**EXERCISE DIRECTIONS**
Copy out the listing below word for word, omitting the pictures.
· · · · · · ·
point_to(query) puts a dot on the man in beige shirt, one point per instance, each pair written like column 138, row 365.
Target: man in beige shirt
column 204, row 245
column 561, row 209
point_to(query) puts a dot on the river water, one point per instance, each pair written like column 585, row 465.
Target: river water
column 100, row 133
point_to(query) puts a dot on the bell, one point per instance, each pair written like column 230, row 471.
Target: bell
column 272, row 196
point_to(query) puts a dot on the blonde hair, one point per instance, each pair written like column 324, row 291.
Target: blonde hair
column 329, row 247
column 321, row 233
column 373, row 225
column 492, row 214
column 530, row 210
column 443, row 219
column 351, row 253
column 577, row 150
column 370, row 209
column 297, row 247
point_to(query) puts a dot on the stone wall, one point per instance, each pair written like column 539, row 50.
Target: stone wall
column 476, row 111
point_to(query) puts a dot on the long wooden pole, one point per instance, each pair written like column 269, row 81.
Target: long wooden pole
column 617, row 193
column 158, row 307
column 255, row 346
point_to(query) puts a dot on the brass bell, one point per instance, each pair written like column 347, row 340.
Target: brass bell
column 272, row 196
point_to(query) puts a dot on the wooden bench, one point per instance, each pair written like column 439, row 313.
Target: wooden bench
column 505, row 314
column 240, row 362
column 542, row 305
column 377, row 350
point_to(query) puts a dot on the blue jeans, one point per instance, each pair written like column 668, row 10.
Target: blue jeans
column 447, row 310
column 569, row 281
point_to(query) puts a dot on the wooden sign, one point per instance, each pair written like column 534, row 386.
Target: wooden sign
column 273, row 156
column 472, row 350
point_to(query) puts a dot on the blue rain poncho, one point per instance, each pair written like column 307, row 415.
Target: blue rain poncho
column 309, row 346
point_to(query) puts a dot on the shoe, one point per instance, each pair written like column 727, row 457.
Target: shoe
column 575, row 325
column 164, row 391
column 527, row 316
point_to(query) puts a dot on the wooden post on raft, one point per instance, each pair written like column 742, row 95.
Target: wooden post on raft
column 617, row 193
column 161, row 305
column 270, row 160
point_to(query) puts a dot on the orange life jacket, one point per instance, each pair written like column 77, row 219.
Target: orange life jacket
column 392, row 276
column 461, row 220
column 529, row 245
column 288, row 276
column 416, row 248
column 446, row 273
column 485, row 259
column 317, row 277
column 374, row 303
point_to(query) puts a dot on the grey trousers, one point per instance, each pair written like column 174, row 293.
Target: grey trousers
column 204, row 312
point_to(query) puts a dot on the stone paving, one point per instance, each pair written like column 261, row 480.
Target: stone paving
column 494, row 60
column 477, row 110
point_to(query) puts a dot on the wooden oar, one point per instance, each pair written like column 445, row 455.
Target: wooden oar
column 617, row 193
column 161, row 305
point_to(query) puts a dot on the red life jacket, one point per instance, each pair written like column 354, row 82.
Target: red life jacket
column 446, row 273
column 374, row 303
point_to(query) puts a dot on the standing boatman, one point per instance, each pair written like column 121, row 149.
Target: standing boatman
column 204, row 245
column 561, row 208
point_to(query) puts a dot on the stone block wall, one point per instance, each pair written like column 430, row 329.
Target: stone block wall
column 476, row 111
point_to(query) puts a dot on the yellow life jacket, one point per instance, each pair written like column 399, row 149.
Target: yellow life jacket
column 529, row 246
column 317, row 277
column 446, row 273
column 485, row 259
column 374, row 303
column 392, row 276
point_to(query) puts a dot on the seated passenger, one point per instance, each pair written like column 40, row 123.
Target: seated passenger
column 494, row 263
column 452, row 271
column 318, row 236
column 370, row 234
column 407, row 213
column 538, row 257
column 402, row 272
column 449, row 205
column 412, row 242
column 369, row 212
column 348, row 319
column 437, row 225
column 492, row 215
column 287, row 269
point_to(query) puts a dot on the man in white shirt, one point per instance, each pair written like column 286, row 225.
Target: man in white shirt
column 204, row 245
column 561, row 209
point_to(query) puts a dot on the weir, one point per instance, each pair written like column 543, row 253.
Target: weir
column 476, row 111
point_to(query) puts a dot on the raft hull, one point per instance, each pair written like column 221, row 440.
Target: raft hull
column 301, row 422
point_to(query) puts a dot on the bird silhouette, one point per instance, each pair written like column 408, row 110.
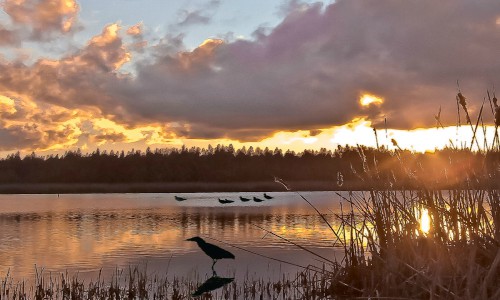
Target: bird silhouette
column 215, row 252
column 267, row 196
column 225, row 201
column 257, row 199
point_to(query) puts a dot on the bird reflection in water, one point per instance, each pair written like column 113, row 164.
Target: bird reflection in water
column 211, row 284
column 216, row 253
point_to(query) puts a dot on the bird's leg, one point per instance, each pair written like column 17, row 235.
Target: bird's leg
column 213, row 270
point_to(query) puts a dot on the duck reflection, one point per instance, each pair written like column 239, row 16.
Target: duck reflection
column 211, row 284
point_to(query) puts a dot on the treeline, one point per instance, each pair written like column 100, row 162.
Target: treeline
column 346, row 167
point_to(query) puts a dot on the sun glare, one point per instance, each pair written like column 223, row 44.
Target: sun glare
column 367, row 99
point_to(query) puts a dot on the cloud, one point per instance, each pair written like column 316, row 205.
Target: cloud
column 193, row 17
column 42, row 18
column 198, row 16
column 307, row 73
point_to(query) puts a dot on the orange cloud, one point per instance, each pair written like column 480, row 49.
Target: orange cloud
column 135, row 30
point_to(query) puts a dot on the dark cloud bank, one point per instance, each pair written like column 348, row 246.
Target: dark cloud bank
column 307, row 73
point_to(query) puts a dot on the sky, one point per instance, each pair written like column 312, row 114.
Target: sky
column 131, row 74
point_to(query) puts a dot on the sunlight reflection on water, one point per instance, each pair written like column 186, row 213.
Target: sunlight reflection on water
column 86, row 233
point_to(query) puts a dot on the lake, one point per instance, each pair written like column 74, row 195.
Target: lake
column 86, row 233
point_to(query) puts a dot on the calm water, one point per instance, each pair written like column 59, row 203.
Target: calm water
column 88, row 233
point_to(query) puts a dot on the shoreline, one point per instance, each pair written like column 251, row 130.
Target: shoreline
column 170, row 187
column 199, row 187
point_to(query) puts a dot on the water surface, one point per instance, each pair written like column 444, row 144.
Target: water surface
column 92, row 232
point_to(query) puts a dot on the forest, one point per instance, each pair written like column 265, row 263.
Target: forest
column 345, row 167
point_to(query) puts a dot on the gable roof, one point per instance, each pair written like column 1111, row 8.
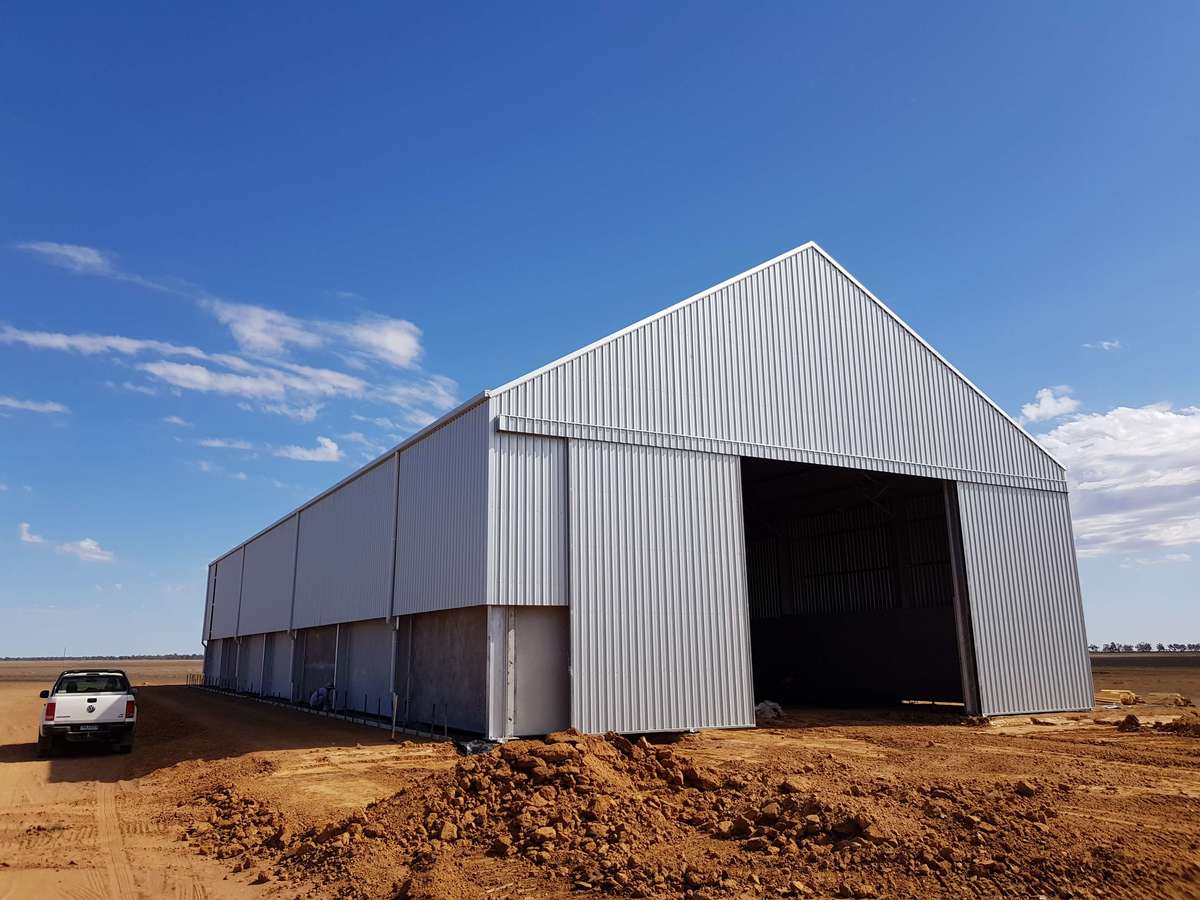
· · · · · · ·
**WORKED SOLUTION**
point_to(query) puts a dot on the man in beige shirt, one point per instance, each pair written like column 138, row 365.
Target: man in beige shirt
column 204, row 245
column 561, row 209
point_to(query) puts a dot on the river water, one point per instance, each pair written like column 585, row 465.
Target: river water
column 100, row 133
point_to(query) puts a dot on the bell, one point per instance, each pair written like column 230, row 471.
Target: bell
column 272, row 196
point_to(query) puts a dot on the blonde hair, one point per instance, each pair written like column 324, row 291.
Target: blonde hair
column 329, row 247
column 321, row 233
column 373, row 225
column 492, row 214
column 530, row 210
column 443, row 219
column 351, row 253
column 577, row 150
column 370, row 209
column 297, row 247
point_to(query) puts a dot on the stone wall, one point per instance, each pair written like column 539, row 50.
Target: stone wall
column 476, row 111
point_to(query) puts a dot on the long wooden pole, one point per instance, each pair written like column 269, row 81.
Target: long wooden pole
column 617, row 193
column 158, row 307
column 255, row 346
point_to(query) puts a dot on the brass bell, one point per instance, each pair written like column 347, row 340.
Target: brass bell
column 272, row 196
point_to(query) puts a dot on the wooden bench, one point per instance, each pair written like column 439, row 313.
Target: wooden bench
column 505, row 314
column 240, row 362
column 542, row 305
column 377, row 350
point_to(query) puts a dot on the blue jeans, one point per instance, each pair written like column 668, row 10.
Target: blue jeans
column 447, row 310
column 569, row 281
point_to(query) puts a dot on the wooden sign, one point per instance, each pair written like column 534, row 386.
Target: wooden sign
column 273, row 156
column 472, row 350
point_to(query) puts a dot on the blue rain poncho, one point per instance, each pair written like column 307, row 415.
Target: blue rain poncho
column 309, row 346
point_to(query) puts a dot on the shoe, one point per instance, each pair written like column 727, row 457.
Target: shoe
column 575, row 325
column 164, row 391
column 527, row 316
point_to(query) puts a dot on the wooden post on raft, one point per instance, each pair written like column 742, row 95.
Target: wooden post on raft
column 617, row 193
column 161, row 305
column 270, row 160
point_to(query) puts a dot on the orange life jacket, one point per instance, each pair written like column 77, row 219.
Target: orange life jacket
column 392, row 276
column 461, row 220
column 529, row 245
column 288, row 276
column 416, row 248
column 446, row 273
column 485, row 259
column 317, row 277
column 374, row 303
point_to(query) puts a dot on the grey trousers, one point per instance, each pair written like column 174, row 293.
Target: grey trousers
column 204, row 312
point_to(query) puts a dot on the stone paving, one point per instance, each pair written like column 261, row 480.
Target: stone paving
column 494, row 60
column 477, row 110
point_to(query) puts a dot on the wooden oar, one point per instance, each pair written like column 445, row 455.
Target: wooden oar
column 617, row 193
column 161, row 305
point_to(query) puts a dot on the red life jacket, one point per instance, each pair written like column 354, row 82.
Target: red life jacket
column 446, row 273
column 374, row 303
point_to(query) puts a dot on the standing boatman, one point per instance, each pair written like column 121, row 149.
Target: standing boatman
column 204, row 245
column 561, row 208
point_to(query) puts a dot on the stone block wall, one point per instance, each pair written like column 430, row 329.
Target: stone block wall
column 476, row 111
point_to(query) puts a dot on the yellow life jacket, one point per instance, each pair written like column 399, row 149.
Target: yellow life jacket
column 529, row 246
column 317, row 277
column 446, row 273
column 485, row 259
column 374, row 303
column 392, row 276
point_to(query) puts a dot on the seated passenger, one point per instance, each pair written like column 40, row 123.
Target: seated passenger
column 494, row 263
column 452, row 271
column 318, row 236
column 370, row 234
column 407, row 213
column 538, row 257
column 402, row 272
column 449, row 205
column 412, row 242
column 369, row 212
column 348, row 319
column 437, row 225
column 492, row 215
column 287, row 269
point_to(query) puts a dot on the man in white shirt, one point per instance, each pair written like column 286, row 225.
Target: man in white shirt
column 204, row 245
column 561, row 209
point_to(query) puts a dot on the weir, one point per instance, each pair written like column 543, row 253.
Target: weir
column 476, row 111
point_to(query) puts a dot on the raft hull, one point per instance, each pair written like column 221, row 440.
Target: raft hull
column 301, row 422
point_to(query) puts a dot on the bird silhouette, one point per instance, each pair written like column 408, row 110.
Target: bird silhouette
column 215, row 252
column 267, row 196
column 225, row 201
column 257, row 199
point_to(query) puts a dot on the bird reflection in water, one point per instance, each pair written like column 113, row 164.
Target: bird reflection in water
column 211, row 284
column 216, row 253
point_to(query) puts a dot on the bird's leg, one point per instance, each pair written like column 17, row 235.
Target: bird's leg
column 213, row 270
point_to(query) puts a dot on the duck reflection, one point per instance, each pair written like column 239, row 16.
Target: duck reflection
column 211, row 284
point_to(query) puts a dot on the treeline, one point per instance, each pair written like column 100, row 162.
Target: treeline
column 346, row 167
point_to(query) puts a dot on the sun glare, one point per instance, each pair written like column 223, row 44.
Target: sun glare
column 367, row 99
point_to(query) puts a dot on the cloud, one point per instance, each pair written like column 316, row 205.
Target: cloud
column 193, row 17
column 42, row 18
column 198, row 16
column 307, row 73
point_to(query) puts a dot on the orange cloud, one point per instance, each pair written like column 480, row 49.
Target: orange cloud
column 135, row 30
point_to(query) puts a dot on the dark cloud bank, one point per instance, each pair written like column 348, row 246.
Target: dark cloud bank
column 307, row 73
point_to(query) puts a dot on the sky, one point per instance, each pair written like column 312, row 114.
Target: sky
column 131, row 74
point_to(query) puts a dot on the sunlight reflection on water, one point per instance, each pair written like column 186, row 213.
Target: sunlight reflection on water
column 86, row 233
point_to(query) puts a dot on the lake, one point per instance, each pair written like column 74, row 195.
Target: lake
column 86, row 233
point_to(query) puts a dot on the calm water, one point per instance, each pair written like column 59, row 203.
Target: calm water
column 88, row 233
point_to(query) puts a dot on the shoreline, one point per instance, each pair written like column 251, row 130.
Target: shoreline
column 170, row 187
column 199, row 187
point_to(query) puts a dot on the water surface, one point per instance, each pair written like column 444, row 144.
Target: water surface
column 92, row 232
point_to(query) puts a dot on the forest, one point per instance, each pair written like column 265, row 263.
Target: forest
column 345, row 167
point_to(query) puts a dot on the gable roof, one point per instance, each pair written like column 1111, row 8.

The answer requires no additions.